═══ Dataset records

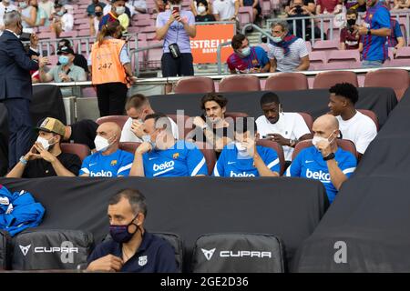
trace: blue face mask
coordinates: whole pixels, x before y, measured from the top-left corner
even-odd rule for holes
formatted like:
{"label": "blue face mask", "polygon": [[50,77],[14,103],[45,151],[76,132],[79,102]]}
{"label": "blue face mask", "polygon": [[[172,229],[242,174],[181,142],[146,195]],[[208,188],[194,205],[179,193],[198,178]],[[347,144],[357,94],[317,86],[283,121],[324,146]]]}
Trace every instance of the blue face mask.
{"label": "blue face mask", "polygon": [[[132,236],[137,233],[138,230],[138,226],[134,223],[135,218],[137,218],[138,214],[135,216],[135,217],[131,220],[131,222],[125,226],[119,226],[119,225],[111,225],[109,226],[109,235],[111,236],[112,239],[118,243],[118,244],[124,244],[128,243]],[[130,226],[136,226],[136,230],[131,234],[128,231],[128,227]]]}
{"label": "blue face mask", "polygon": [[63,65],[67,65],[69,63],[68,56],[67,56],[67,55],[58,56],[58,62]]}

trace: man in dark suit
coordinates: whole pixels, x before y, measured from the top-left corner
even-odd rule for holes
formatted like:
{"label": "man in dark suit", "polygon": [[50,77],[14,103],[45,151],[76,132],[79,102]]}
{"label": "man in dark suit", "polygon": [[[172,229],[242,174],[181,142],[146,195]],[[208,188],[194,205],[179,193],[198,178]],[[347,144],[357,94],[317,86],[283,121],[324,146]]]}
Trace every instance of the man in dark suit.
{"label": "man in dark suit", "polygon": [[38,38],[30,37],[30,49],[25,50],[19,35],[23,32],[21,15],[16,11],[5,13],[5,31],[0,36],[0,102],[7,108],[10,131],[8,162],[12,168],[30,148],[32,122],[29,113],[32,97],[30,70],[47,62],[38,57]]}

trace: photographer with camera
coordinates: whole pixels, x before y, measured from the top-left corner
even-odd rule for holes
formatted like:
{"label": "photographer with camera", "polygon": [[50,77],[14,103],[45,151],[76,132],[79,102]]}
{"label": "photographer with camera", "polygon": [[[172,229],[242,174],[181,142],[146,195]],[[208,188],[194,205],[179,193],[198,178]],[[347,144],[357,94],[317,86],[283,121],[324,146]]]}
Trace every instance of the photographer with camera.
{"label": "photographer with camera", "polygon": [[[193,75],[190,37],[195,37],[195,16],[181,10],[181,0],[170,0],[170,8],[158,15],[157,39],[164,40],[161,58],[162,76]],[[171,87],[167,86],[166,92]]]}
{"label": "photographer with camera", "polygon": [[361,36],[354,29],[358,14],[356,10],[349,9],[346,12],[347,25],[340,31],[340,49],[359,49],[363,50]]}

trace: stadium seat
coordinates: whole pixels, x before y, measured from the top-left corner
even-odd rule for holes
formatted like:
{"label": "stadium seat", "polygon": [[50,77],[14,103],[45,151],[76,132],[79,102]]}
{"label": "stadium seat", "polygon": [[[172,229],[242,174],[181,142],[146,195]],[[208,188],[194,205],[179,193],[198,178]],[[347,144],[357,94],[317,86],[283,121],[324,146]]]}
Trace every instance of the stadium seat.
{"label": "stadium seat", "polygon": [[220,80],[219,92],[261,91],[261,83],[256,75],[233,75]]}
{"label": "stadium seat", "polygon": [[283,246],[273,235],[220,233],[200,236],[193,273],[283,273]]}
{"label": "stadium seat", "polygon": [[[312,139],[306,139],[300,141],[296,144],[296,146],[294,147],[293,154],[292,155],[292,159],[293,160],[296,156],[298,156],[299,152],[302,150],[303,148],[309,147],[313,146],[312,144]],[[351,152],[356,158],[358,157],[356,146],[354,146],[354,142],[348,139],[337,139],[337,146],[341,147],[342,149]]]}
{"label": "stadium seat", "polygon": [[175,93],[211,93],[215,92],[213,80],[206,76],[193,76],[179,79],[175,86]]}
{"label": "stadium seat", "polygon": [[379,131],[379,118],[377,118],[377,115],[375,115],[374,112],[367,109],[357,109],[357,111],[370,117],[370,119],[372,119],[374,125],[376,125],[377,131]]}
{"label": "stadium seat", "polygon": [[[180,125],[178,123],[178,119],[177,116],[178,115],[167,115],[167,116],[169,116],[169,118],[171,118],[178,126],[178,135],[179,135],[179,139],[185,139],[185,137],[188,135],[188,134],[193,129],[193,123],[189,122],[190,116],[188,115],[181,115],[183,116],[183,125]],[[182,125],[182,126],[180,126]]]}
{"label": "stadium seat", "polygon": [[61,143],[60,146],[63,153],[77,155],[81,162],[83,162],[87,156],[91,155],[91,150],[87,145]]}
{"label": "stadium seat", "polygon": [[399,101],[409,85],[408,72],[404,69],[381,69],[367,72],[364,79],[365,87],[393,88]]}
{"label": "stadium seat", "polygon": [[312,117],[312,115],[306,112],[298,112],[297,114],[302,115],[309,130],[311,131],[311,133],[313,133],[312,127],[313,127],[313,117]]}
{"label": "stadium seat", "polygon": [[141,143],[121,142],[119,143],[119,149],[134,155],[139,145],[141,145]]}
{"label": "stadium seat", "polygon": [[307,90],[307,77],[302,73],[277,73],[271,75],[265,83],[265,90],[290,91]]}
{"label": "stadium seat", "polygon": [[284,154],[283,154],[283,148],[281,146],[281,145],[279,145],[278,143],[272,141],[272,140],[268,140],[268,139],[259,139],[256,142],[257,146],[266,146],[266,147],[271,147],[272,149],[275,150],[276,154],[278,155],[279,157],[279,165],[281,166],[281,172],[279,173],[279,175],[282,176],[283,172],[285,170],[285,160],[284,160]]}
{"label": "stadium seat", "polygon": [[358,86],[357,75],[349,71],[323,72],[316,75],[313,80],[313,89],[327,89],[337,83],[351,83]]}
{"label": "stadium seat", "polygon": [[98,125],[102,125],[105,122],[115,122],[118,125],[119,127],[124,127],[125,123],[129,117],[128,115],[108,115],[108,116],[103,116],[99,117],[96,120],[96,122]]}
{"label": "stadium seat", "polygon": [[215,151],[213,150],[213,148],[206,148],[206,144],[202,142],[195,142],[195,145],[197,145],[203,156],[205,156],[208,167],[208,175],[211,176],[217,161]]}

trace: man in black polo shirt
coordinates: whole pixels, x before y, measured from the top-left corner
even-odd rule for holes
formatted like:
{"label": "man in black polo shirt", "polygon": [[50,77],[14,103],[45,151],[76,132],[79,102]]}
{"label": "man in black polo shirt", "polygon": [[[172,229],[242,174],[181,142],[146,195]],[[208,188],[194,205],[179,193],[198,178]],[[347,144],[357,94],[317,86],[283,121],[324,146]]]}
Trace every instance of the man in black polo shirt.
{"label": "man in black polo shirt", "polygon": [[62,153],[60,142],[65,134],[61,121],[46,117],[38,130],[38,138],[30,151],[7,174],[13,178],[39,178],[45,176],[76,176],[81,167],[77,155]]}
{"label": "man in black polo shirt", "polygon": [[109,233],[112,240],[97,246],[88,256],[88,271],[176,273],[172,246],[144,229],[147,216],[145,196],[125,189],[108,202]]}

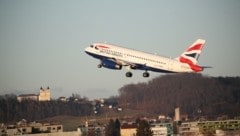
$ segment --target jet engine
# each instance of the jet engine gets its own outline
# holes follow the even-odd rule
[[[118,65],[117,63],[109,59],[103,59],[102,66],[108,69],[116,69],[116,70],[122,69],[122,65]]]

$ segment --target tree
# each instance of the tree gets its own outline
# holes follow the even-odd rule
[[[141,120],[137,127],[137,136],[152,136],[153,132],[147,121]]]
[[[120,133],[121,123],[118,119],[115,120],[115,136],[121,136]]]
[[[120,121],[118,119],[113,121],[113,119],[110,119],[107,129],[106,129],[106,136],[120,136]]]

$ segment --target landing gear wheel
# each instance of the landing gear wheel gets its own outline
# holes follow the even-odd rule
[[[102,64],[98,64],[98,68],[101,68],[102,67]]]
[[[143,77],[149,77],[149,73],[148,72],[144,72],[143,73]]]
[[[126,77],[132,77],[132,73],[131,72],[127,72],[126,73]]]

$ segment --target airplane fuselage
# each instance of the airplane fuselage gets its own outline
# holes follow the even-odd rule
[[[177,59],[105,43],[92,44],[85,49],[85,52],[94,58],[100,59],[100,61],[110,59],[119,67],[129,66],[131,69],[136,68],[164,73],[193,72],[188,64],[179,62]],[[116,69],[118,68],[116,67]]]

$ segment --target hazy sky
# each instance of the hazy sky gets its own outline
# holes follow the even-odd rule
[[[125,84],[163,75],[98,69],[85,54],[93,42],[177,57],[206,39],[200,65],[209,76],[240,76],[239,0],[0,0],[0,95],[118,94]]]

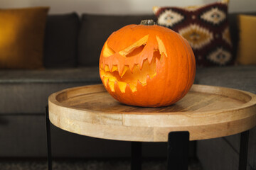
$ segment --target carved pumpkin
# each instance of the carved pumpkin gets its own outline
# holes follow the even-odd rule
[[[100,75],[121,103],[144,107],[169,106],[183,98],[196,74],[188,42],[159,26],[129,25],[114,32],[100,58]]]

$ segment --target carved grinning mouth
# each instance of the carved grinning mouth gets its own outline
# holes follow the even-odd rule
[[[119,52],[119,54],[122,55],[119,57],[139,57],[139,56],[146,45],[147,38],[148,35],[125,50]],[[103,49],[103,56],[108,57],[115,53],[106,42]],[[156,62],[159,61],[161,62],[162,57],[163,55],[160,54],[159,50],[154,49],[151,60],[150,61],[149,58],[144,60],[142,64],[134,63],[132,65],[124,64],[120,67],[118,64],[110,65],[101,63],[100,76],[104,84],[109,86],[112,91],[115,91],[115,84],[117,84],[121,92],[124,93],[127,86],[132,92],[134,92],[137,90],[137,84],[145,86],[148,80],[156,75]]]

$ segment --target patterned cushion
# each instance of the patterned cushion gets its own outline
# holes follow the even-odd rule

══════

[Task description]: Please copy the part that opens with the line containing "--target patterned cushion" and runs through the end of the material, swapping "patterned cushion" for "striped cushion" and leaving everything else unchanged.

[Task result]:
$ segment --target striped cushion
# each instance of the striped cushion gets its own outline
# holes follow the even-odd rule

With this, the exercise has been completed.